## [DIRECTIONS]
Give back only the line containing "Objective — one point per instance of the large" and every line after it through the end of the data below, transcribed exactly.

*-*-*

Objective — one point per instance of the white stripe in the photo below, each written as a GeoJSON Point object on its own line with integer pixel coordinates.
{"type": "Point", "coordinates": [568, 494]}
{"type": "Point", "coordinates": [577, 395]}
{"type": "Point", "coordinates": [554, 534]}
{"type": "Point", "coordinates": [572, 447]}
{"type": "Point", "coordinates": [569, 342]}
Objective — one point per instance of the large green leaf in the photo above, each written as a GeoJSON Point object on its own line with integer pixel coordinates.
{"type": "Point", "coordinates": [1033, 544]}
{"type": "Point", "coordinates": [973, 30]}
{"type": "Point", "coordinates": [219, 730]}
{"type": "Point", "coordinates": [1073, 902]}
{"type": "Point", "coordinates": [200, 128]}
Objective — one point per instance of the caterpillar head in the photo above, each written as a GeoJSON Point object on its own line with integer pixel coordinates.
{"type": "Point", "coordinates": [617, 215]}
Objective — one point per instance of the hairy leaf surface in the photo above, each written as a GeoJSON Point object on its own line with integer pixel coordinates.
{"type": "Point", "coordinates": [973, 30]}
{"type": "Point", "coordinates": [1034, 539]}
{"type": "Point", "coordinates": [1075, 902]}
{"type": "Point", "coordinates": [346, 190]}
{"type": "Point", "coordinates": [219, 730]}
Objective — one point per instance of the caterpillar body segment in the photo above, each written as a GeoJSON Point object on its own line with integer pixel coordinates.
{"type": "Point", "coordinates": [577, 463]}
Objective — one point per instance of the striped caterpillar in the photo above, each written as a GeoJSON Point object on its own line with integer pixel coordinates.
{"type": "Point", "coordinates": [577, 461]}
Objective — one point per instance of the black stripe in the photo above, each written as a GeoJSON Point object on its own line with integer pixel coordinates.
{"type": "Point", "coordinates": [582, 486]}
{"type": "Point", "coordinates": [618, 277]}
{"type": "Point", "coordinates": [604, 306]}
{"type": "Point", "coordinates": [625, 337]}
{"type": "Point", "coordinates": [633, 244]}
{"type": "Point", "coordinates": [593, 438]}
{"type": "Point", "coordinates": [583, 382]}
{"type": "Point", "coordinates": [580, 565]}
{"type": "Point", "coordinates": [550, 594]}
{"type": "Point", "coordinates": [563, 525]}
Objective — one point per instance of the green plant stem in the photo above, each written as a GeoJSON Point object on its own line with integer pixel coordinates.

*-*-*

## [EXPECTED ANSWER]
Objective — one point per instance of the large green leaf in the photo above, each written as a GeoJSON Point object on its own line with integer pixel coordinates.
{"type": "Point", "coordinates": [1033, 544]}
{"type": "Point", "coordinates": [973, 30]}
{"type": "Point", "coordinates": [219, 730]}
{"type": "Point", "coordinates": [1073, 902]}
{"type": "Point", "coordinates": [200, 128]}
Objective — one point per instance of the caterpillar head in the photo above, each written as a GeoJSON Point object on its own line with integer pixel coordinates.
{"type": "Point", "coordinates": [617, 215]}
Objective — one point per instance of the hairy leaf surface in the photo above, each written as a GeoJSON Point object on its own line with integer pixel coordinates.
{"type": "Point", "coordinates": [973, 30]}
{"type": "Point", "coordinates": [1034, 539]}
{"type": "Point", "coordinates": [1075, 902]}
{"type": "Point", "coordinates": [346, 190]}
{"type": "Point", "coordinates": [219, 730]}
Objective — one point per instance of the caterpillar body segment in the photo above, each written as a GeoJSON Point object on its own line with integer pixel coordinates.
{"type": "Point", "coordinates": [577, 463]}
Objective — one point per instance of the striped caterpillar in the photo above, each written as a GeoJSON Point object on its own line with integer pixel coordinates.
{"type": "Point", "coordinates": [577, 461]}
Objective — one point per instance of the black stripe in the photo above, each written as a GeoJSON Point object on its own line with integer pixel coordinates.
{"type": "Point", "coordinates": [582, 486]}
{"type": "Point", "coordinates": [618, 277]}
{"type": "Point", "coordinates": [604, 306]}
{"type": "Point", "coordinates": [625, 337]}
{"type": "Point", "coordinates": [633, 244]}
{"type": "Point", "coordinates": [593, 438]}
{"type": "Point", "coordinates": [583, 382]}
{"type": "Point", "coordinates": [580, 565]}
{"type": "Point", "coordinates": [550, 594]}
{"type": "Point", "coordinates": [563, 525]}
Objective — one point per instance of the green plant stem in the photo above, each written as a GeoJSON Point object on its own line with integer pixel coordinates.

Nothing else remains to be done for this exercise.